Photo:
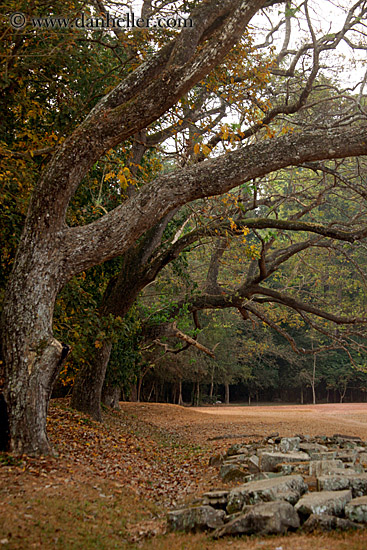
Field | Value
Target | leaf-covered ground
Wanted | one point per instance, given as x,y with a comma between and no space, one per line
112,483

### TASK INSTRUCTIONS
Copy the records above word for word, leaving out the pictures.

### TASK OUTPUT
Photo:
Field | Value
Target | leaf-covered ground
Wanted | one point per instance, given as x,y with a comma between and no space, one per line
112,483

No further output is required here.